» **Tasks to complete**:
(a) Answer these questions using the extract on R data sets:
(i) Which function loads the USArrests data set?
(ii) Which package is used to move the state names from row names into a column?
(iii) Between which years were the movies in the ggplot2movies package released?
(b) Resume the passage on R data sets, picking up right after its last sentence.

» **Extract provided**:
——

2  Data

This book/site is under construction

Everything is liable to change, even the title

2.1 Data sets

This book is about tools for creating visualizations. But to visualize data you first need data. So let’s start by taking a look at some of the data sets available to us without much hassle.

2.1.1 base R

Base R comes with a bunch of data sets ready to use. There are classics like iris and mtcars, but there are many more to choose from:

Since the datasets package comes from base R, the data is not always immediately ready to use with ggplot2 (Wickham 2024). Luckily we have the tidyverse (Wickham, Averick, et al. 2023) packages that make it easy to make the necessary changes.

Here is an example using the USArrests (‘Violent Crime Rates by US State’) data set. We can start by loading the data set by using the data() function:

data(USArrests)

Let’s take a quick look at what the first couple of rows of the data set looks like:

head(USArrests)
           Murder Assault UrbanPop Rape
Alabama      13.2     236       58 21.2
Alaska       10.0     263       48 44.5
Arizona       8.1     294       80 31.0
Arkansas      8.8     190       50 19.5
California    9.0     276       91 40.6
Colorado      7.9     204       78 38.7

As you can see, USArrests is a data frame. It has four columns and the names of the US states are row names. We would like to see them as the fifth column instead. We can use the tibble (Müller and Wickham 2023) package to do that. While we’re at it, let’s also change the data frame into a tibble:

library(tibble)

usarrests_tbl <- USArrests %>%
  rownames_to_column(var = "State") %>%
  as_tibble()

We can then use the new tibble to create a simple visualization with ggplot2:

library(ggplot2)

usarrests_tbl %>%
  slice_max(Murder, n = 10) %>% 
  ggplot(aes(Murder, UrbanPop)) +
  geom_point() +
  geom_label(aes(label = State))

2.1.2 IMDb movies (1893-2005)

ggplot2movies (Wickham 2015) used to be a part of the ggplot2 package itself. It’s now its own package to make ggplot2 lighter.

But it’s a cool little package. It has Internet Movie Database (IMDb) data about movies from between 1893 and 2005. The selected movies have “a known length and had been rated by at least one [IMDb] user.” (Wickham 2015).

——

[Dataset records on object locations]
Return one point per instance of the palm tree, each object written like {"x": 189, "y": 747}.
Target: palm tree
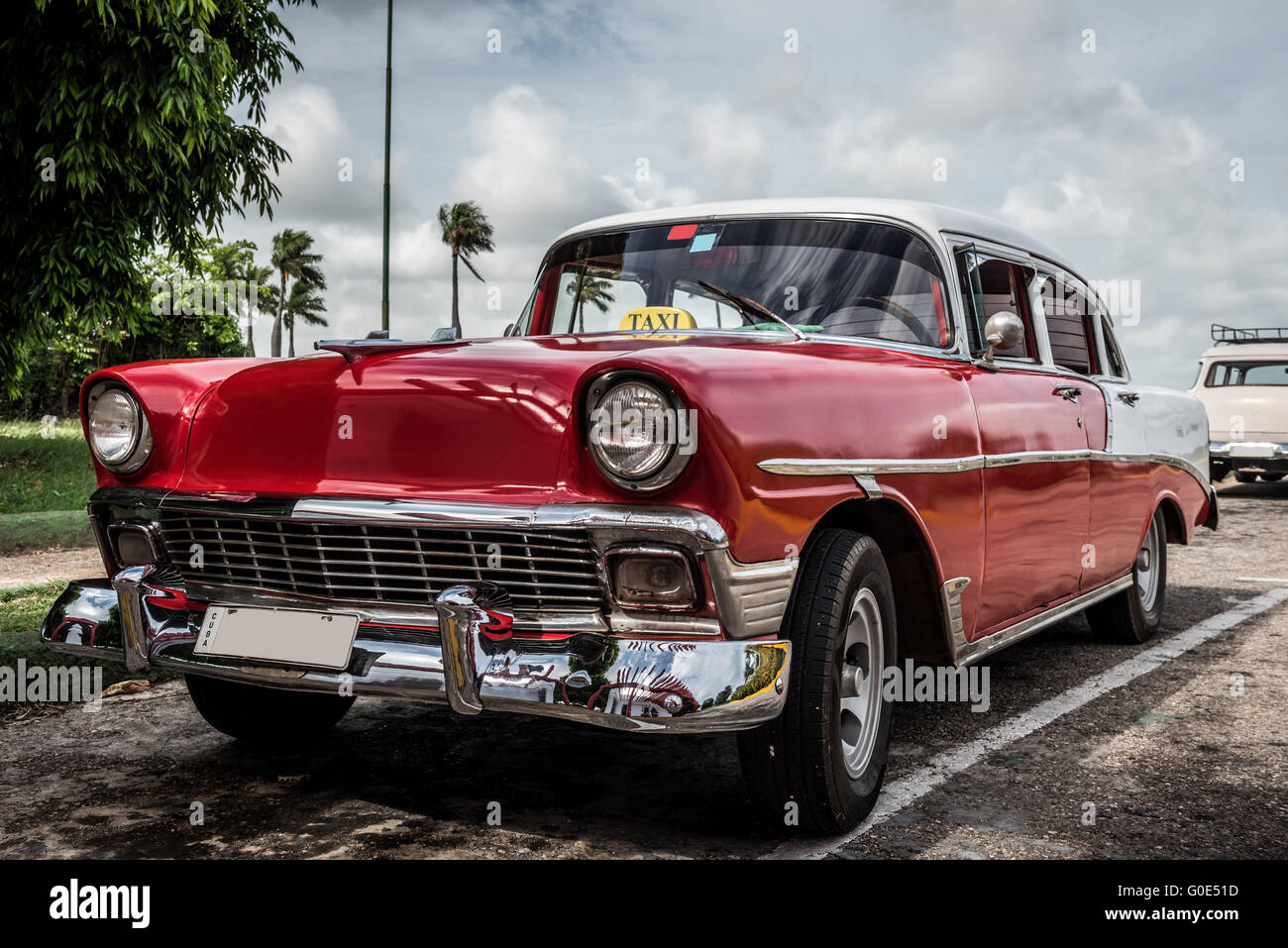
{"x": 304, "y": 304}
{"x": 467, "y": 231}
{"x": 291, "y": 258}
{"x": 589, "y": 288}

——

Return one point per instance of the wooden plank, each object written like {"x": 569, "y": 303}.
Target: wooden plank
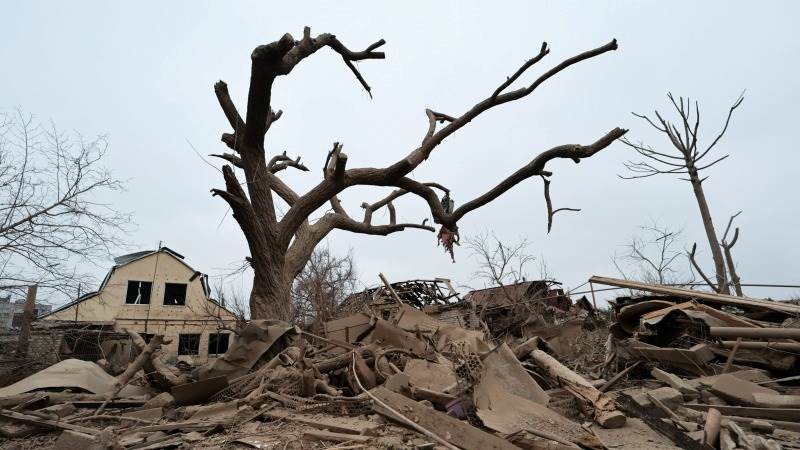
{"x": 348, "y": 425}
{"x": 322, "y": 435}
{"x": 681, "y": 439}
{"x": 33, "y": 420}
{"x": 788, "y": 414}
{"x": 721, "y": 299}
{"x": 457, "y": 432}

——

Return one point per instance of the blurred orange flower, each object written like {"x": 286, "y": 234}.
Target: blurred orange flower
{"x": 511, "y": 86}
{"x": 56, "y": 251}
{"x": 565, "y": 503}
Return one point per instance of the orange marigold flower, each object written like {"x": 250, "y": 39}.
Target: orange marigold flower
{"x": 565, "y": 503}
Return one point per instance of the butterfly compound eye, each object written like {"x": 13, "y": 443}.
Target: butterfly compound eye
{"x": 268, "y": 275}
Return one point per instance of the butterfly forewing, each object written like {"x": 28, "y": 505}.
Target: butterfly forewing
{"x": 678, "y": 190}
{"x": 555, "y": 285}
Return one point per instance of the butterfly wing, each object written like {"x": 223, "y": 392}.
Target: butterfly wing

——

» **Answers provided**:
(a)
(i) The data() function.
(ii) The tibble package.
(iii) Between 1893 and 2005.

(b)
The Movies data set has qualities that make it good for our needs. Let’s start by loading it:

library(ggplot2movies)

data(movies)

Let’s take a quick look at what some of the data looks like:

head(movies)

Movies is already a tibble. It consists of 58788 rows (observations) and 24 columns (variables).

When starting to work with a new data set it’s always good to take a look at the documentation. To understand what is in those rows and columns (and what is not):

Here are some of the reasons why Movies is a good example data set because it includes:

  • A goldilocks amount of data. Not too little, not too much
  • Categorical data of both nominal (title, genre) and ordinal (mpaa) kind
  • Numerical data of both continuous (budget, length, rating) and discrete (year, votes) kind

We can use two of those columns, year and rating to create a simple visualization with ggplot2:

library(ggplot2)

movies %>%
  ggplot(aes(year, rating)) +
  geom_point()

As mentioned earlier, Movies is already a tibble. But, it doesn’t mean that the data is in an optimal format for all kinds of visualization. But we’ll do all the necessary data wrangling within the chapter where we use the data.

2.1.3 RDatasets

RDatasets is not an R package. But it is an excellent GitHub repo. And a “collection of datasets originally distributed in various R packages” (Arel-Bundock 2024).

Here listed are the 2337 data sets that were available on 2024-11-11:

The RDatasets repo contains that same list. But there you will also find a .csv file and documentation for each data set.

If I had to choose one fun data set from the list to highlight, it would be starwars from the dplyr (Wickham, François, et al. 2023) package.

You can choose to use the .csv file provided on the website. Another way to use the collection is to choose the dataset from the list and load the package it comes with:

library(dplyr)

data(starwars)

Let’s take a quick look at what some of the starwars data looks like:

head(starwars)

There are a bunch of Star Wars characters and their stats.

Let’s choose two columns, height and species (and filter for six of the more well-known species). We’ll use them to create a simple visualization with ggplot2:

library(ggplot2)

starwars %>%
  filter(species %in% c("Droid", "Ewok", "Gungan", "Human", "Hutt", "Wookiee")) %>%
  ggplot(aes(height, species)) +
  geom_boxplot()

This concludes the section about the different data sets available for every R user. Next, we’ll take a look at some of the ggplot2 extensions that make it easier to do exploratory data analysis (EDA).

2.2 Exploratory data analysis (EDA)

Exploratory data analysis (or EDA, which we’ll be using from now on) is a process, even if it is a loose one. The Cambridge Dictionary ((Ed.) 2013) defines process as “a series of actions that you take in order to achieve a result”. So, we a) have a series of actions and b) a result you wish to achieve.

Let’s look at the results first. After all, that is why we do things. You might have other, more specific goals depending on your particular field or use case. But in the most general sense, the result we’re after is a better understanding of the data (set) we’re working on.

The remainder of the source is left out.